→ **SET PROBLEM**: Swap "red car" for "blue truck" in every entry below, keeping everything else the same, and leave the pictures out of your answer.

[Box annotations for photos]

(begin)

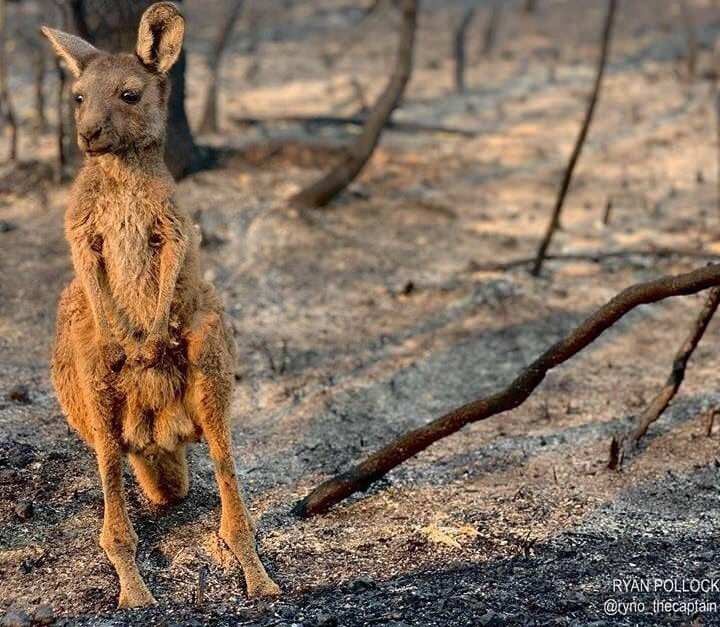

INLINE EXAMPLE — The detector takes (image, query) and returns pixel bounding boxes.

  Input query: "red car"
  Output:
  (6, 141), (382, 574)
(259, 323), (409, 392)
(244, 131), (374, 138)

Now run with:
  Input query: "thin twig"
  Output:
(608, 287), (720, 469)
(473, 248), (720, 272)
(532, 0), (617, 276)
(198, 0), (243, 133)
(233, 115), (478, 137)
(289, 0), (417, 208)
(453, 5), (477, 93)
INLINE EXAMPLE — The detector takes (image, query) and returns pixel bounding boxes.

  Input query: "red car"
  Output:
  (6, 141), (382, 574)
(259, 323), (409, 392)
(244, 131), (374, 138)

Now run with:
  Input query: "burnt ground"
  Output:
(0, 0), (720, 625)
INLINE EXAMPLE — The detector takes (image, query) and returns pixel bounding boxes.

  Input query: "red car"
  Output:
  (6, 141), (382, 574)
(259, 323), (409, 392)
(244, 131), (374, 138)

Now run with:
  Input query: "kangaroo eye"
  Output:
(120, 89), (140, 104)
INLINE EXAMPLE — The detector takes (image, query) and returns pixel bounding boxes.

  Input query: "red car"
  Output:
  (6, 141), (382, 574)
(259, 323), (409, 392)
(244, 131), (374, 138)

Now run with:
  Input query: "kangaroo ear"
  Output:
(135, 2), (185, 74)
(40, 26), (101, 78)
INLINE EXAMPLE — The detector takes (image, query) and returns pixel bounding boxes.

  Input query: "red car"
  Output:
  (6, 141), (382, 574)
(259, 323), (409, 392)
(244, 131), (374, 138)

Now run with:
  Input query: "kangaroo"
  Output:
(42, 2), (279, 607)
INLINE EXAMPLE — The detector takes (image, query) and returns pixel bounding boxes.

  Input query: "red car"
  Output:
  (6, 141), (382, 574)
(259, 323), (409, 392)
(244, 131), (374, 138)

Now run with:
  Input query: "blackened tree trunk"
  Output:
(70, 0), (203, 178)
(199, 0), (243, 133)
(289, 0), (418, 208)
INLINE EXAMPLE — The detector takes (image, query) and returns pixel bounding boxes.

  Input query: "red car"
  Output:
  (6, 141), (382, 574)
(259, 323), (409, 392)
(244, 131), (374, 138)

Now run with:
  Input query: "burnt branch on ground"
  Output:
(532, 0), (617, 276)
(608, 287), (720, 469)
(233, 115), (479, 137)
(293, 264), (720, 517)
(472, 248), (720, 272)
(289, 0), (417, 208)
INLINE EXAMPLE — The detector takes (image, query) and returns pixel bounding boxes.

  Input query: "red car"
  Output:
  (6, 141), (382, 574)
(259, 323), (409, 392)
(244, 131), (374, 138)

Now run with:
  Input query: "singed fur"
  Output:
(43, 2), (278, 607)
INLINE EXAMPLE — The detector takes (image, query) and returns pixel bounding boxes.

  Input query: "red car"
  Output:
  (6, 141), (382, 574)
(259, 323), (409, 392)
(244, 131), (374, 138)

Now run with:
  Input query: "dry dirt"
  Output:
(0, 0), (720, 626)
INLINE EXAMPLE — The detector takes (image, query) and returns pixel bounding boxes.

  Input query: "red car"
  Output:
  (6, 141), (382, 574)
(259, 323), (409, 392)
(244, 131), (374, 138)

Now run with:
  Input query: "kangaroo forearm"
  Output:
(150, 242), (185, 335)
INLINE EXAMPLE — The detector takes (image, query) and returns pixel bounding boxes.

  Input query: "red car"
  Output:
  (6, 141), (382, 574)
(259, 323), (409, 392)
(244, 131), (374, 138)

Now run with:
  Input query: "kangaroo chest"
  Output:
(93, 198), (163, 327)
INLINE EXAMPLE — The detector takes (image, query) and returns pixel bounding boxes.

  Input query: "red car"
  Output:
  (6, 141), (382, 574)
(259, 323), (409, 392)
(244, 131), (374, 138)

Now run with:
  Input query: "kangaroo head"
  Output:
(42, 2), (185, 156)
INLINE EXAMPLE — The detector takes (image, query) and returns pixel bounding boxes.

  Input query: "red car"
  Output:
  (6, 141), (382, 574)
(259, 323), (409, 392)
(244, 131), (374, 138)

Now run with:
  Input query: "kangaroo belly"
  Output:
(118, 350), (199, 453)
(103, 221), (160, 329)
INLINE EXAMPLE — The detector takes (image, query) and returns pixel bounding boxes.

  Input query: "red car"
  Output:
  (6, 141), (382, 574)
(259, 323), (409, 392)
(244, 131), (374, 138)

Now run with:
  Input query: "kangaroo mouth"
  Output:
(85, 146), (112, 157)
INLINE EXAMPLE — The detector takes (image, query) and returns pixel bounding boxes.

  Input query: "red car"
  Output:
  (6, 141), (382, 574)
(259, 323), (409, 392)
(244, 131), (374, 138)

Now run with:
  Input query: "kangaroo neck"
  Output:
(84, 144), (170, 187)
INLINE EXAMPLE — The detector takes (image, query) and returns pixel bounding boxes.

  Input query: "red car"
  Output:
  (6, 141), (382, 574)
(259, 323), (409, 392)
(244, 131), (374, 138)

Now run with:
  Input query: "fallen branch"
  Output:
(293, 264), (720, 517)
(608, 287), (720, 469)
(473, 248), (720, 272)
(289, 0), (417, 208)
(532, 0), (617, 276)
(233, 115), (479, 137)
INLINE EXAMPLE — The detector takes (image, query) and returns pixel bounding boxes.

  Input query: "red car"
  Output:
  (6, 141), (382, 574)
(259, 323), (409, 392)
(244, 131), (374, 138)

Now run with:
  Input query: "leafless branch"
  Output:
(290, 0), (417, 207)
(482, 2), (502, 57)
(679, 0), (698, 80)
(608, 287), (720, 469)
(199, 0), (243, 133)
(453, 5), (477, 93)
(233, 115), (478, 137)
(0, 0), (18, 161)
(293, 264), (720, 517)
(473, 248), (720, 272)
(532, 0), (617, 276)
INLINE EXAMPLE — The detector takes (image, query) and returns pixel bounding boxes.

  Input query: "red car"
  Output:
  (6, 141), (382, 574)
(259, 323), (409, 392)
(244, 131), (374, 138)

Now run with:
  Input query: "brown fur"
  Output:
(43, 2), (279, 607)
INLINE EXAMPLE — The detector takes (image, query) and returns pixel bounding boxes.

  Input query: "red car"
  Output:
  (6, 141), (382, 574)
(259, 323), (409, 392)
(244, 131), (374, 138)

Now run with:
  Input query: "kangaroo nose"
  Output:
(80, 126), (102, 144)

(end)

→ **FINISHED TASK**:
INLINE EXAMPLE — The detector takes (image, query) and returns pixel bounding boxes.

  Input query: "blue truck"
  Output:
  (6, 141), (382, 574)
(259, 323), (409, 392)
(244, 131), (374, 138)

Now run with:
  Input query: "thin twig"
  Output:
(608, 287), (720, 469)
(473, 248), (720, 272)
(532, 0), (617, 276)
(198, 0), (243, 133)
(233, 115), (478, 137)
(289, 0), (417, 208)
(453, 5), (477, 93)
INLINE EXAMPLE — The detector takes (image, query) and returns pixel bounding boxes.

  Input query: "blue truck"
  Output:
  (6, 141), (382, 574)
(259, 323), (409, 392)
(244, 131), (374, 138)

Now run with:
  Input query: "burnt ground"
  Output:
(0, 0), (720, 625)
INLINE EXAMPLE — The detector takes (image, query) and returns pixel bounding boxes.

  Input query: "blue truck"
  Output:
  (6, 141), (382, 574)
(259, 323), (409, 392)
(244, 131), (374, 138)

Now run with:
  Input query: "kangaroo eye"
  Output:
(120, 89), (140, 104)
INLINE EXAMPLE — The detector takes (image, query) and returns pixel bounding boxes.

  Input query: "blue truck"
  Output:
  (6, 141), (382, 574)
(259, 323), (409, 392)
(244, 131), (374, 138)

Now run with:
  Input query: "kangaroo ear"
  Output:
(135, 2), (185, 74)
(40, 26), (101, 78)
INLINE EXAMPLE — The detector takes (image, query) and returns pixel bounding boxes.

  Input query: "blue truck"
  Output:
  (6, 141), (382, 574)
(259, 323), (409, 392)
(244, 131), (374, 138)

Now run with:
  Input query: "kangaroo"
  Output:
(42, 2), (279, 607)
INLINE EXAMPLE — The detector takes (image, query) and returns pixel bounding boxes.

  Input query: "blue truck"
  Output:
  (6, 141), (382, 574)
(259, 323), (409, 392)
(244, 131), (374, 138)

Now run with:
  Input query: "blackened tree trunk"
  Output:
(70, 0), (203, 178)
(199, 0), (243, 133)
(289, 0), (418, 208)
INLINE EXAMPLE — The detector takes (image, query) and returns pixel bounding boxes.

  Input query: "blue truck"
  Output:
  (6, 141), (382, 574)
(259, 323), (409, 392)
(244, 131), (374, 138)

Now run with:
  Input query: "burnt branch on ground"
  Output:
(532, 0), (617, 276)
(608, 287), (720, 469)
(233, 115), (479, 137)
(293, 264), (720, 517)
(472, 248), (720, 272)
(289, 0), (417, 208)
INLINE EXAMPLE — The detector takes (image, query) and returns pixel bounding boxes.

  Input query: "blue truck"
  Output:
  (6, 141), (382, 574)
(259, 323), (409, 392)
(244, 131), (374, 138)

Now run with:
  Input query: "singed fur"
  Output:
(43, 2), (278, 607)
INLINE EXAMPLE — The detector takes (image, query) and returns pixel bounding boxes.

  Input query: "blue truck"
  Output:
  (6, 141), (382, 574)
(259, 323), (409, 392)
(244, 131), (374, 138)

Now run with:
  Input query: "dry dirt"
  Output:
(0, 0), (720, 626)
INLINE EXAMPLE — The detector takes (image, query) and returns pixel bounding boxes.

  Input query: "blue truck"
  Output:
  (6, 141), (382, 574)
(259, 323), (409, 392)
(244, 131), (374, 138)

Now run with:
  Input query: "kangaroo forearm"
  Output:
(150, 242), (185, 335)
INLINE EXAMPLE — The detector takes (image, query) and returns pixel bounding boxes.

  Input query: "blue truck"
  Output:
  (6, 141), (382, 574)
(259, 323), (409, 392)
(244, 131), (374, 138)

Now run with:
  Input query: "kangaroo chest"
  Output:
(93, 198), (163, 327)
INLINE EXAMPLE — The detector takes (image, query) and returns pixel bounding boxes.

  Input query: "blue truck"
  Output:
  (6, 141), (382, 574)
(259, 323), (409, 392)
(244, 131), (374, 138)

Now run with:
  Input query: "kangaroo head"
  Output:
(42, 2), (185, 156)
INLINE EXAMPLE — The detector takes (image, query) and returns pixel bounding boxes.

  Input query: "blue truck"
  Output:
  (6, 141), (382, 574)
(259, 323), (409, 392)
(244, 131), (374, 138)

Now run with:
  Input query: "kangaroo belly"
  Output:
(118, 350), (199, 453)
(103, 221), (160, 329)
INLINE EXAMPLE — The detector takes (image, query) and returns pixel bounding boxes.

  Input query: "blue truck"
  Output:
  (6, 141), (382, 574)
(259, 323), (409, 392)
(244, 131), (374, 138)

Now run with:
  Input query: "kangaroo mouth"
  Output:
(85, 146), (112, 157)
INLINE EXAMPLE — The detector takes (image, query) and returns pixel bounding boxes.

  Input query: "blue truck"
  Output:
  (6, 141), (382, 574)
(259, 323), (409, 392)
(244, 131), (374, 138)

Now run with:
  Input query: "kangaroo neck"
  Output:
(84, 144), (170, 187)
INLINE EXAMPLE — The detector takes (image, query) and returns pixel bounding boxes.

  Input query: "blue truck"
  Output:
  (6, 141), (382, 574)
(259, 323), (409, 392)
(244, 131), (374, 138)

Now run with:
  Input query: "fallen branch"
  Output:
(293, 264), (720, 517)
(608, 287), (720, 469)
(473, 248), (720, 272)
(289, 0), (417, 208)
(532, 0), (617, 276)
(233, 115), (479, 137)
INLINE EXAMPLE — The detector takes (image, query) and returns pixel bounding boxes.

  Input query: "blue truck"
  Output:
  (6, 141), (382, 574)
(259, 323), (409, 392)
(244, 131), (374, 138)

Now run with:
  Input query: "leafless branch"
  Output:
(290, 0), (417, 207)
(482, 2), (502, 57)
(679, 0), (698, 80)
(608, 287), (720, 469)
(199, 0), (243, 133)
(453, 5), (477, 93)
(233, 115), (478, 137)
(0, 0), (18, 161)
(293, 264), (720, 517)
(473, 248), (720, 272)
(532, 0), (617, 276)
INLINE EXAMPLE — The detector takes (image, query) and returns pixel bounding boxes.

  Input query: "blue truck"
  Output:
  (6, 141), (382, 574)
(259, 323), (409, 392)
(244, 131), (374, 138)

Now run with:
  Input query: "brown fur"
  Output:
(43, 2), (279, 607)
INLINE EXAMPLE — The detector takes (image, query) and returns pixel bounding boxes.

  Input query: "blue truck"
  Output:
  (6, 141), (382, 574)
(259, 323), (409, 392)
(244, 131), (374, 138)

Now run with:
  Input query: "kangaroo nose"
  Output:
(80, 126), (102, 144)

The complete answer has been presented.